Input material -

--*--

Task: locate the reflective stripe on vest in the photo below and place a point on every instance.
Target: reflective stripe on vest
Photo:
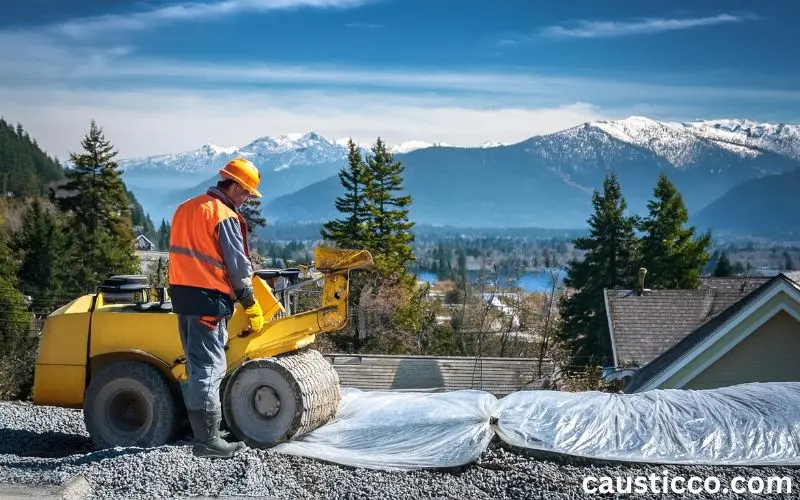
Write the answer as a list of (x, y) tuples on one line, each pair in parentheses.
[(196, 258), (197, 255)]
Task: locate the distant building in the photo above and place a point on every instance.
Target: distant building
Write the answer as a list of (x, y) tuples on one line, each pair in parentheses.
[(728, 331)]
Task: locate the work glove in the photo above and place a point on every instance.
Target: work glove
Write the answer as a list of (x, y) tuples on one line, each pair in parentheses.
[(256, 316)]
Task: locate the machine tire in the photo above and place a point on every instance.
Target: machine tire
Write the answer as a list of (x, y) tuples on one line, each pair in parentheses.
[(130, 385), (305, 386)]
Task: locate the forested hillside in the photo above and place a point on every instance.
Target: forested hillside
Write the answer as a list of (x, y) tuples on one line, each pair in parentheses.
[(25, 169), (63, 232)]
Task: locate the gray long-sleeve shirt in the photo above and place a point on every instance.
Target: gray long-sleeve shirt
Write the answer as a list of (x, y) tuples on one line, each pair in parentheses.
[(237, 264)]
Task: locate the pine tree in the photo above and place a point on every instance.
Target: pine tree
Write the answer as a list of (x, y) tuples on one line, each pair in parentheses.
[(723, 267), (670, 253), (40, 247), (389, 230), (15, 321), (99, 207), (609, 250), (251, 211), (350, 232), (162, 240)]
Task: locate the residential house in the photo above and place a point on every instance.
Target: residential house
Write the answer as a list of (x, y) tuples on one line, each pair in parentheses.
[(144, 244), (728, 331)]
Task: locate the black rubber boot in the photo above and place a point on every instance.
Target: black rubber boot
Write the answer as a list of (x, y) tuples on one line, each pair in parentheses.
[(207, 440)]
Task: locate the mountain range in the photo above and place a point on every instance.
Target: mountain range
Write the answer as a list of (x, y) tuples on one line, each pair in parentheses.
[(544, 181)]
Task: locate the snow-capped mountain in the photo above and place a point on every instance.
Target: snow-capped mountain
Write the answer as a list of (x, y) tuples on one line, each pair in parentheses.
[(286, 162), (546, 180), (672, 141), (288, 150), (781, 138)]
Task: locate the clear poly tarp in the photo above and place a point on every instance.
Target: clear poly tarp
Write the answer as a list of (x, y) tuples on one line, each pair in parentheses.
[(749, 424)]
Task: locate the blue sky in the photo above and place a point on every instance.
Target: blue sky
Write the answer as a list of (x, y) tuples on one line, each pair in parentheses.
[(165, 76)]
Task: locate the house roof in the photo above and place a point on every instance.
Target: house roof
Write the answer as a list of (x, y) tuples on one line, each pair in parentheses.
[(643, 326), (651, 370)]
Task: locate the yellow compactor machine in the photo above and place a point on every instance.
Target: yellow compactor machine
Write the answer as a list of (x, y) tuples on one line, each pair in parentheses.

--*--

Swap "place a point" for "put a mark" throughout the material, starting at its beginning and ending at the line that contains "[(207, 440)]", and leave the rest unchanged. Give only those lines, and leave out the pictures.

Solution below -
Task: locate the reflective stripe on vest in the photo below and put a mark on every instance.
Target: reflective stripe on vest
Photo:
Write the answer as a list of (x, y) tuples on one line, each pair in parentheses.
[(196, 258), (197, 255)]
Task: locate the distant building in the photo above and put a mark on every instance.
Target: distant building
Write the answer as a list of (x, y) tuples on one line, each pair in parentheses.
[(728, 331)]
Task: locate the work glove in the photo above and put a mark on every instance.
Target: work glove
Write the answer as a list of (x, y) tuples on one line, each pair in parentheses.
[(256, 316)]
Task: locate the machine tire in the photo above and put a mark on every instance.
Target: machine tire
Write the answer as a list of (x, y) tuples on one line, each pair in parentheses.
[(130, 385), (305, 386)]
Task: locate the forested hillside in the photo above and put a mark on every instance.
Target: forested hillside
Write the answer as a list of (x, y) tuples on one line, each pair in parentheses.
[(25, 169), (63, 232)]
Task: locate the gray long-sleeve shirt in the photo above and put a mark on every instance.
Target: gray long-sleeve shirt
Write the answer as a list of (x, y) tuples on one line, each pair in parentheses.
[(237, 264)]
Task: locate the pine tree in the photo above and put a mark on every instance.
Target: pine tree
Write the answer as a list of (x, y) tuples on one line, each pair in parentheses.
[(723, 267), (670, 253), (40, 247), (389, 230), (15, 321), (99, 207), (609, 250), (251, 211), (350, 232), (162, 240)]
Task: locate the residential house in the photo above and put a mark on every instance.
Target: residential house
Write the answer as a list of (x, y) tuples on one line, each pair in parentheses.
[(144, 244), (728, 331)]
Task: locate the black rubber boot in the photo above and put a mark on every instance.
Target: black rubber boot
Write the answer as a list of (x, y) tuples on one line, each pair in parentheses.
[(207, 440)]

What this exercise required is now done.